** SOURCE TEXT **
::::::::::
Wednesday, May 11, 2011

INDIANA TORNADOES

The recent multiple tornadoes in the southeast US and the visit there of President Obama rekindled memories of the Palm Sunday tornado outbreak on April 11, 1965.  A map of the tornado tracks in northern Indiana and Michigan can be found here and you will see the time, F-scale, length, fatalities and injuries.  Johnny Johns had come over to our place for the afternoon, and we were most likely working on car models or on the previously mentioned HO train.  We went outside for a bit and were quite taken by the sky.  We stood in our front yard and watched the gray-yellow-green clouds angrily swirling and heading northeast.  It was not too long before we began to hear sirens, and so we went inside to turn on the radio and TV.  The news was pretty bad.
::::::::::
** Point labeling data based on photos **
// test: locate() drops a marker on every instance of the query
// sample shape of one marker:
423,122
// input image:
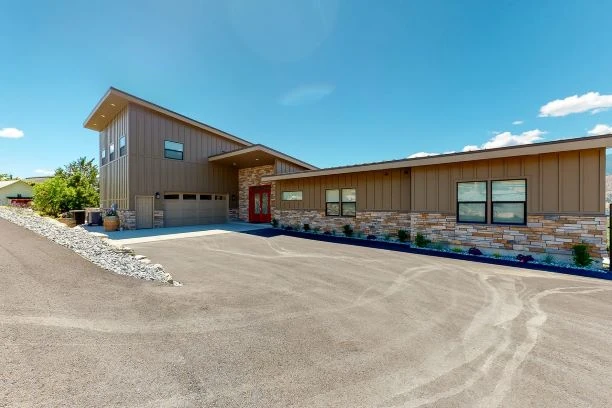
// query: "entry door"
144,211
259,204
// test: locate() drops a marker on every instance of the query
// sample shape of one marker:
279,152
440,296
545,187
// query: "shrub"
402,235
421,241
474,251
524,258
581,255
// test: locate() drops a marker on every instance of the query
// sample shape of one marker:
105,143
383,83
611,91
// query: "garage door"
194,209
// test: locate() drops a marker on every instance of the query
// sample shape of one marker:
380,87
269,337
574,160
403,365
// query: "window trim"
509,202
182,152
457,202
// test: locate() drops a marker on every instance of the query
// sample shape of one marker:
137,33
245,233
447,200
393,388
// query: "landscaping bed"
93,248
371,241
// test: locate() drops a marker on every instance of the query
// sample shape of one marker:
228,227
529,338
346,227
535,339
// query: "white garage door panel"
194,212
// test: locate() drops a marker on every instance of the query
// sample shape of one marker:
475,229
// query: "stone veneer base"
543,234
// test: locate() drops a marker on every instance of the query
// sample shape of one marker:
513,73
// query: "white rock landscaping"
93,248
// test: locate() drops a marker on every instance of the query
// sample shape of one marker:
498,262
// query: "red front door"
259,204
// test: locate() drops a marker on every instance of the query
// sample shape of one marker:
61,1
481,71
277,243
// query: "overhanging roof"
256,155
115,100
565,145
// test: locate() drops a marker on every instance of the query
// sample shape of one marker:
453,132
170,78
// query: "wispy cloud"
508,139
11,133
422,154
590,101
601,129
306,94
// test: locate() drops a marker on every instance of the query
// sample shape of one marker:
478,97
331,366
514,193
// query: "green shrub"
581,255
402,235
421,241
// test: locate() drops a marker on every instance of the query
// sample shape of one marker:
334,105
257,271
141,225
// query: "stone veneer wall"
368,222
552,234
248,177
127,219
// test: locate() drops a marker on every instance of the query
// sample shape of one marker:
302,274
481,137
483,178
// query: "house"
16,192
164,169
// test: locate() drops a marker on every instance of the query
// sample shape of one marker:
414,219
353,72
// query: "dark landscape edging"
399,247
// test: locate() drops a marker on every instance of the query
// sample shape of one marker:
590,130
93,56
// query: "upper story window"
509,202
122,146
472,202
173,150
291,196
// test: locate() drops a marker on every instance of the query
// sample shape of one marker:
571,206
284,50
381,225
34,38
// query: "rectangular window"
292,196
173,150
349,202
122,146
509,202
472,202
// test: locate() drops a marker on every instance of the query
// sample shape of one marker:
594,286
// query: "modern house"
164,169
16,192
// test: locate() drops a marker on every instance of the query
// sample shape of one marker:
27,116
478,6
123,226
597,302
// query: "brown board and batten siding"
385,190
114,174
557,183
150,172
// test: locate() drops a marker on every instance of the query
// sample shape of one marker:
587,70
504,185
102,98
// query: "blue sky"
330,82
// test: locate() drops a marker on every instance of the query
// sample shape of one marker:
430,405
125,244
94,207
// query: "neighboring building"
162,168
16,192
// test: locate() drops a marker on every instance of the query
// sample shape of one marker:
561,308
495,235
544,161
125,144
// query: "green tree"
73,187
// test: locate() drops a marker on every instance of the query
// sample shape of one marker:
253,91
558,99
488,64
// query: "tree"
73,187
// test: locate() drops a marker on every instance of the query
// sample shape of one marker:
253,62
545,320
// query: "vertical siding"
150,172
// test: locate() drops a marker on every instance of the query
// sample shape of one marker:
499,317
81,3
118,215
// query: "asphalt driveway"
276,322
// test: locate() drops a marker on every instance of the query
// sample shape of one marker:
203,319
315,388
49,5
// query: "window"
292,196
349,202
173,150
341,202
122,146
509,202
472,202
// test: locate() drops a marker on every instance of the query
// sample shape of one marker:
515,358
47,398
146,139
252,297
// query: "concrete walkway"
164,234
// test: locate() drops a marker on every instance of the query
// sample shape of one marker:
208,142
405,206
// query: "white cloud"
11,133
601,129
44,172
422,154
591,101
505,139
306,94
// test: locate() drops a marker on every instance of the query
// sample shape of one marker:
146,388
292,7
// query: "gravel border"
118,260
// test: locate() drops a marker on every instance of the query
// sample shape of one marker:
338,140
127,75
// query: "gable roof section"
581,143
256,155
114,100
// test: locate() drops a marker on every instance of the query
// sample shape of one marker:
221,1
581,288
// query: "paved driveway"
276,322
::::::::::
** YOUR TASKS **
**A)** Collect every line of the records that contains the word "siding".
**B)** Continue the account of the 1965 Palm Sunday tornadoes, starting after its final sentence.
The records are unrelated to the account of the Indiana tornadoes.

** ANSWERS TO EACH TASK **
**A)**
// query: "brown board and batten siding"
// query: "vertical siding"

**B)**
Dunlap

This was probably the worst of the many tornados of the afternoon - a double funnel that at times was almost a mile wide.  And as so often seems to be the case, a trailer park was in the path.  Of the 271 people killed by these tornadoes, 137 were in Indiana.  One of the tornadoes tracked right over Goshen.  It touched down briefly at the Elkart River dam, lifted and passed right over Rhonda's home at 414 Westwood Road, then touched down again east of town near the Elkart County Fairgrounds, and proceeded NE as a killer tornado.  Elkhart County had the highest death toll amongst all of the counties affected - 62 perished.

Soon after the outbreak, emergency centers were set up and donations began to roll in - I believe that we sent some clothes.  Similar to Obama's trip to the southeast, President Lyndon Johnson paid a visit to the Dunlap trailer park that was actually hit twice.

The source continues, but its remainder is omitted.